# JOB:
Format the listing below as a two-column CSV with the headers "text" and "coordinates", covering only the lines from the line with "Please pin the loose" through the end of the listing. Give each row one "Please pin" line and the coordinate lines that follow it, each in a single quoted field, with line breaks replaced by spaces.

•••••

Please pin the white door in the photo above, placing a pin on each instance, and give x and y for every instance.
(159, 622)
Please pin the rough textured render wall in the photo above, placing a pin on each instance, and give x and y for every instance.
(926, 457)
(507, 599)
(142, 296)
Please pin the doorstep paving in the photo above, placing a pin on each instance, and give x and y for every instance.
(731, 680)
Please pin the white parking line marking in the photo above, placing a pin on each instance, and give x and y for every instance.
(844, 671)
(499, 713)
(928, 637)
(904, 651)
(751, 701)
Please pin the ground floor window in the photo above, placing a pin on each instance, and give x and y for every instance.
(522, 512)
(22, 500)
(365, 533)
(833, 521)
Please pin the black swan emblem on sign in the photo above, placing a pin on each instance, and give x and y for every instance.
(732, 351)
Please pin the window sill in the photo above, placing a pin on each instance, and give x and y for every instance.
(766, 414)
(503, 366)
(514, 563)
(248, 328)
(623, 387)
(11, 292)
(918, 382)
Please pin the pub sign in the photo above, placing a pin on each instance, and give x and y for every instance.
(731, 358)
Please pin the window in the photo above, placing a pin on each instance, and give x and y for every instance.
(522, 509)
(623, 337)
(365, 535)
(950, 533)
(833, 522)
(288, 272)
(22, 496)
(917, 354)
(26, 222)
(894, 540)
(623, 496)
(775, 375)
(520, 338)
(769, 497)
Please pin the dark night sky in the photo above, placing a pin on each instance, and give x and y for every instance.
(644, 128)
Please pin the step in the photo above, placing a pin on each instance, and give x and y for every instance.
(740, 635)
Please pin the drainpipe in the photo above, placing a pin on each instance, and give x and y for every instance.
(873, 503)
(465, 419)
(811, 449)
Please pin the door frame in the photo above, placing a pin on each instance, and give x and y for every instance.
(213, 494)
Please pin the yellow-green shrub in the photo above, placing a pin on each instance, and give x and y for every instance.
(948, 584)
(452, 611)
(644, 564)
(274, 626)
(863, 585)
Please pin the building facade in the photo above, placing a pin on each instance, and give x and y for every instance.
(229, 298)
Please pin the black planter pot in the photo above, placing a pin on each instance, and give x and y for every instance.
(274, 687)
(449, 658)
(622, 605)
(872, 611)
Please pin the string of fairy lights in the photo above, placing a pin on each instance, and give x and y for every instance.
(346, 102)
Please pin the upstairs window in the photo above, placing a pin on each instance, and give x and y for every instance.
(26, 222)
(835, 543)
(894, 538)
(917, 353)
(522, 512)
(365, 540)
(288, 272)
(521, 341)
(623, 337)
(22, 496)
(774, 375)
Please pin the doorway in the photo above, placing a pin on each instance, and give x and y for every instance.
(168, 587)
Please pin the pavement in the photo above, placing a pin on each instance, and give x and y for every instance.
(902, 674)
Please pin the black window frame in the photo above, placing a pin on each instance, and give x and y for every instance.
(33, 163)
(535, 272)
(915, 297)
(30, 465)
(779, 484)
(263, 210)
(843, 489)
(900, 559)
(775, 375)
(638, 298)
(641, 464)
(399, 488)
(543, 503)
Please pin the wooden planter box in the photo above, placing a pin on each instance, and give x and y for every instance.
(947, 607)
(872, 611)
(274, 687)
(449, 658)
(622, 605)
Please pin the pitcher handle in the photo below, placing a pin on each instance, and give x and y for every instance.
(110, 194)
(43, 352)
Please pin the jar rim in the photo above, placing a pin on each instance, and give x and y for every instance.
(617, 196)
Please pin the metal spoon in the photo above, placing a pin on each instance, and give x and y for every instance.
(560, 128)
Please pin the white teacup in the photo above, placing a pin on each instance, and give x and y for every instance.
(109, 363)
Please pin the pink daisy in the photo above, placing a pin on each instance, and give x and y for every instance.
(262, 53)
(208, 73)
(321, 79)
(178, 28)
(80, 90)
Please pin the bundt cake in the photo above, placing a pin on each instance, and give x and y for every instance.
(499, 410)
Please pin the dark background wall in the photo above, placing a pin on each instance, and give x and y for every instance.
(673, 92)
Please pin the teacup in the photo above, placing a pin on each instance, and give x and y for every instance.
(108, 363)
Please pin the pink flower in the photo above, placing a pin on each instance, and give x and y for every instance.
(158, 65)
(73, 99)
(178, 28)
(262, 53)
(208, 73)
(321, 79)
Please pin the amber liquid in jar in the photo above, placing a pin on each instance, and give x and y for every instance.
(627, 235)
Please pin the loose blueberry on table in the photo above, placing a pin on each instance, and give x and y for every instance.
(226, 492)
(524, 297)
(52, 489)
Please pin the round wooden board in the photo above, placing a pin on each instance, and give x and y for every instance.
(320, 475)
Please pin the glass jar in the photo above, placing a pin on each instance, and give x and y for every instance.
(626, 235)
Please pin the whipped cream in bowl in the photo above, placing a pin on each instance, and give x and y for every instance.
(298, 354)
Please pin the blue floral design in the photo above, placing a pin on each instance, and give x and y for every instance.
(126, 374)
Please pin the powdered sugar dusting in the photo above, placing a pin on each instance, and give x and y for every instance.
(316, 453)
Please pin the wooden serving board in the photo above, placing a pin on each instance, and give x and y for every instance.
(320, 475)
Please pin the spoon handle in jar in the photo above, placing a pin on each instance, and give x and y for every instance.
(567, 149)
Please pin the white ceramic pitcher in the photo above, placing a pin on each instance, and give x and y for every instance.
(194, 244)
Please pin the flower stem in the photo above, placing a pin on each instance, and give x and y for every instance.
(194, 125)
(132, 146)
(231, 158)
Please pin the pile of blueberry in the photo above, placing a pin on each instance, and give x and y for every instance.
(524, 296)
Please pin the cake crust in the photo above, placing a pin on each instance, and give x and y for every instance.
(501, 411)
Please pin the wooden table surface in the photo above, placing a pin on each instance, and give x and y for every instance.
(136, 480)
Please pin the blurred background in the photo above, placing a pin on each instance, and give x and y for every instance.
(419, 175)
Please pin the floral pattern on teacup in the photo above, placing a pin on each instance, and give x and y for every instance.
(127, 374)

•••••

# SOLUTION FOR THIS TASK:
text,coordinates
"Please pin the loose blueberry on table in the photo above, placing a pin on each instance, and give x and y for every instance.","(226, 492) (524, 297) (52, 489)"
"Please pin the round wooden board in the photo above, placing a pin on each instance, and give x and y for every instance.","(320, 475)"
"Please pin the glass jar in the photo above, placing a pin on each instance, and give x and y for every instance.","(626, 235)"
"Please pin the whipped cream in bowl in the photo above, placing a pin on each instance, and give x and y for every instance.","(298, 354)"
"Please pin the blue floral design in the photo above, placing a pin on each instance, and give x and y for every instance.","(126, 374)"
"Please pin the powdered sugar dusting in the photo above, placing a pin on each instance, and give x and y for every instance.","(316, 453)"
"Please pin the wooden serving board in the photo above, placing a pin on each instance, and give x and y for every instance.","(320, 475)"
"Please pin the spoon handle in jar in the photo above, placing a pin on each instance, and give x and y for every instance.","(567, 149)"
"Please pin the white ceramic pitcher in the photo above, placing a pin on each instance, and give x and y for every instance.","(194, 244)"
"Please pin the flower stem in the photo above, placing a pin on each instance, and give x and y for every instance.","(194, 125) (132, 146) (231, 158)"
"Please pin the pile of blueberry in the photo above, placing a pin on each instance, and give x and y for every instance.","(524, 296)"
"Please pin the cake crust in the photo above, placing a pin on each instance, and give x and y for every instance.","(501, 411)"
"Please pin the wooden table surface in the photo above, placing a pin on each instance, and give x and y for every instance.","(136, 480)"
"Please pin the blurred background in the photo above, placing a pin on each instance, and give x and y for every instance.","(419, 175)"
"Please pin the floral pattern on teacup in the photo above, placing a pin on each instance, and give x and y for every instance.","(127, 374)"